— Start RECORDS SHOWN —

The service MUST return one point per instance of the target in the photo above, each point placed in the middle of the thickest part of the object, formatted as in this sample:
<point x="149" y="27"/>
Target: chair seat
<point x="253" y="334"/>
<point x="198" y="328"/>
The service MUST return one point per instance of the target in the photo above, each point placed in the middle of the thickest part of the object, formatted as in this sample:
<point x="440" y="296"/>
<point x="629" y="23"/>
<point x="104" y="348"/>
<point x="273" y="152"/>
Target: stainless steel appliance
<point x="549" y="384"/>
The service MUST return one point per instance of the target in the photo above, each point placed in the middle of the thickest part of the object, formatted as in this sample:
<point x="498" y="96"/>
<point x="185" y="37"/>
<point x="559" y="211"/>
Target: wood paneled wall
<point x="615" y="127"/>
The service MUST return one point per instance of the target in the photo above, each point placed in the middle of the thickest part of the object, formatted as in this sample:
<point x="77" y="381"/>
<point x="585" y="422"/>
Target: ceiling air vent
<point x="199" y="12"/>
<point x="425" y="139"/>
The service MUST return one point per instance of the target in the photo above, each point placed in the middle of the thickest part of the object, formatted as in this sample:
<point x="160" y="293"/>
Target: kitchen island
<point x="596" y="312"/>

— End RECORDS SHOWN —

Revise all of the items above by replacing "thickest part" with "widest part" wherever it occurs, and leave every other part unchanged.

The service MUST return one point per instance of the target in the photo above, each point placed in the middle of the widest part of the object, formatted as in this sample:
<point x="149" y="27"/>
Target: chair seat
<point x="253" y="334"/>
<point x="198" y="328"/>
The service MUST return one point per instance of the target in the photo above, each point placed in the middle of the widest part of the object, formatted as in this sample:
<point x="440" y="296"/>
<point x="629" y="23"/>
<point x="104" y="348"/>
<point x="273" y="152"/>
Target: stainless steel appliance
<point x="549" y="384"/>
The service MUST return one point per instance of the target in the photo above, each point placed in the middle of the widest part of the object, formatted as in this sample:
<point x="498" y="96"/>
<point x="185" y="37"/>
<point x="559" y="211"/>
Target: wood paneled wall
<point x="615" y="127"/>
The service MUST return one point per instance of the target in the photo above, each point placed in the middle of the widest part of the object, formatted as in this sample:
<point x="77" y="381"/>
<point x="585" y="422"/>
Target: ceiling air vent
<point x="199" y="12"/>
<point x="425" y="139"/>
The service MUST return one point per instance of the target in the photo above, each point placed in the middle of the widest part of the object, formatted as in this sample:
<point x="160" y="293"/>
Target: kitchen island
<point x="596" y="312"/>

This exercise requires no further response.